All of the data below should be output exactly as given.

* **Data section**

<<<<

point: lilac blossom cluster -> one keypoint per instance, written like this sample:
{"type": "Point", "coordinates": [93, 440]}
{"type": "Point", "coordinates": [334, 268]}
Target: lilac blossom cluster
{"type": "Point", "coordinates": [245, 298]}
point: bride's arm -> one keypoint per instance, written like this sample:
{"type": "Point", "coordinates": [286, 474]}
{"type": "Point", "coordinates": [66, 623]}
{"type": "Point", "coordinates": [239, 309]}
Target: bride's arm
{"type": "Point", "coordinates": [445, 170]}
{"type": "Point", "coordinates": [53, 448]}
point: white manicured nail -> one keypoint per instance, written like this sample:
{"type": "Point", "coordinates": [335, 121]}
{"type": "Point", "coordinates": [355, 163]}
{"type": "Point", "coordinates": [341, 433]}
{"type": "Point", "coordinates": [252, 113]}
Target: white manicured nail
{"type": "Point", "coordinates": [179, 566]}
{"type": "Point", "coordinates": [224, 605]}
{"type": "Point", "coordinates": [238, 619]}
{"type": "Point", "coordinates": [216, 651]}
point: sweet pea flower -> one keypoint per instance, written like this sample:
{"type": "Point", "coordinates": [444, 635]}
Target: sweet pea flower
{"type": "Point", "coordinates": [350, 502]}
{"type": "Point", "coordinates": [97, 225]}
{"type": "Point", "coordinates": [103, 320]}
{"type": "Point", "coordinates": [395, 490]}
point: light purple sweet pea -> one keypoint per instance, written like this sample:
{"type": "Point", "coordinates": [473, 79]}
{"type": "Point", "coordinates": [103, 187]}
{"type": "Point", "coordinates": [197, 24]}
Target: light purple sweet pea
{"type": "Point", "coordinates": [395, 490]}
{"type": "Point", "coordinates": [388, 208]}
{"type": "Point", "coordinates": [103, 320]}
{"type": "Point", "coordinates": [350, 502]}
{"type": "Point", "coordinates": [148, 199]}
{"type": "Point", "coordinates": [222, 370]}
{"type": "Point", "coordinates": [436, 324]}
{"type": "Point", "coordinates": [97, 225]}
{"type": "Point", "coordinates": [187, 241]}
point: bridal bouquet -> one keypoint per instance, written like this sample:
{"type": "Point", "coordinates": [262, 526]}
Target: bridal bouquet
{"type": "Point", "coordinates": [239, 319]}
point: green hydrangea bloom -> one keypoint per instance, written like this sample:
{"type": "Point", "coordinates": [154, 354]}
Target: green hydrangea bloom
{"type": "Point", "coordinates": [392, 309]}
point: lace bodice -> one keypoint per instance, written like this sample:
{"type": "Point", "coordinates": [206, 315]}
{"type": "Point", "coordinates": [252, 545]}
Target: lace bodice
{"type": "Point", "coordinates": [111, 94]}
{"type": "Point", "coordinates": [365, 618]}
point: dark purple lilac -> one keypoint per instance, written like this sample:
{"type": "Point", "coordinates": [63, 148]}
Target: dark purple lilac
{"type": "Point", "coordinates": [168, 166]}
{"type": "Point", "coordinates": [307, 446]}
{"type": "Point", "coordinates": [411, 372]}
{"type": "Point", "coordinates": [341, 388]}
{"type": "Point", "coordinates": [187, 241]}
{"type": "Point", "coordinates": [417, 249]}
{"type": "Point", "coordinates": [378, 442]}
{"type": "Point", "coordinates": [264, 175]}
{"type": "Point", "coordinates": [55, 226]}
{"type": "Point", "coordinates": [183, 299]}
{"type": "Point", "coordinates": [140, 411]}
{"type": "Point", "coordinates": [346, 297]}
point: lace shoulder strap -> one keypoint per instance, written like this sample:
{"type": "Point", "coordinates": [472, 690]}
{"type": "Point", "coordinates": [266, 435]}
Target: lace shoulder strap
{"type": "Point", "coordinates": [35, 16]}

>>>>

* **Exercise solution**
point: lilac blossom cluster -> one keypoint per instance, written like this sample:
{"type": "Point", "coordinates": [93, 440]}
{"type": "Point", "coordinates": [334, 268]}
Target: lilac blossom cluster
{"type": "Point", "coordinates": [245, 298]}
point: bride's arm -> one keypoint per instance, written like this sample:
{"type": "Point", "coordinates": [286, 474]}
{"type": "Point", "coordinates": [66, 623]}
{"type": "Point", "coordinates": [239, 309]}
Target: bride's arm
{"type": "Point", "coordinates": [445, 170]}
{"type": "Point", "coordinates": [53, 448]}
point: white manicured nail -> one keypoint per instance, written like this sample:
{"type": "Point", "coordinates": [335, 121]}
{"type": "Point", "coordinates": [355, 163]}
{"type": "Point", "coordinates": [341, 433]}
{"type": "Point", "coordinates": [252, 113]}
Target: white manicured nail
{"type": "Point", "coordinates": [179, 566]}
{"type": "Point", "coordinates": [224, 605]}
{"type": "Point", "coordinates": [238, 619]}
{"type": "Point", "coordinates": [216, 651]}
point: sweet pea flower -> one keypoint per instance, written like this sample:
{"type": "Point", "coordinates": [444, 635]}
Target: sweet pea flower
{"type": "Point", "coordinates": [350, 502]}
{"type": "Point", "coordinates": [97, 225]}
{"type": "Point", "coordinates": [103, 320]}
{"type": "Point", "coordinates": [395, 490]}
point: light purple sweet pea -> one keypoint per instance, written like this sample:
{"type": "Point", "coordinates": [473, 79]}
{"type": "Point", "coordinates": [103, 187]}
{"type": "Point", "coordinates": [197, 24]}
Target: light purple sweet pea
{"type": "Point", "coordinates": [395, 490]}
{"type": "Point", "coordinates": [388, 208]}
{"type": "Point", "coordinates": [103, 320]}
{"type": "Point", "coordinates": [350, 502]}
{"type": "Point", "coordinates": [148, 199]}
{"type": "Point", "coordinates": [222, 370]}
{"type": "Point", "coordinates": [436, 324]}
{"type": "Point", "coordinates": [97, 225]}
{"type": "Point", "coordinates": [187, 241]}
point: bridal bouquet -> one keypoint per instance, written like this sample:
{"type": "Point", "coordinates": [262, 526]}
Target: bridal bouquet
{"type": "Point", "coordinates": [239, 319]}
point: green hydrangea bloom -> one keypoint per instance, written like this sample:
{"type": "Point", "coordinates": [154, 354]}
Target: green hydrangea bloom
{"type": "Point", "coordinates": [392, 309]}
point: lace bodice -> one keypoint per instance, written like this sample:
{"type": "Point", "coordinates": [206, 315]}
{"type": "Point", "coordinates": [252, 545]}
Target: lace bodice
{"type": "Point", "coordinates": [111, 94]}
{"type": "Point", "coordinates": [365, 618]}
point: dark purple lilac -> one keypoint per instance, written like this sample:
{"type": "Point", "coordinates": [63, 148]}
Target: dark purple lilac
{"type": "Point", "coordinates": [168, 166]}
{"type": "Point", "coordinates": [307, 446]}
{"type": "Point", "coordinates": [411, 372]}
{"type": "Point", "coordinates": [341, 388]}
{"type": "Point", "coordinates": [187, 241]}
{"type": "Point", "coordinates": [417, 249]}
{"type": "Point", "coordinates": [378, 442]}
{"type": "Point", "coordinates": [264, 175]}
{"type": "Point", "coordinates": [55, 226]}
{"type": "Point", "coordinates": [183, 299]}
{"type": "Point", "coordinates": [140, 411]}
{"type": "Point", "coordinates": [346, 297]}
point: lace shoulder strap -> one keypoint per instance, written like this sample:
{"type": "Point", "coordinates": [472, 690]}
{"type": "Point", "coordinates": [266, 435]}
Target: lace shoulder strap
{"type": "Point", "coordinates": [35, 16]}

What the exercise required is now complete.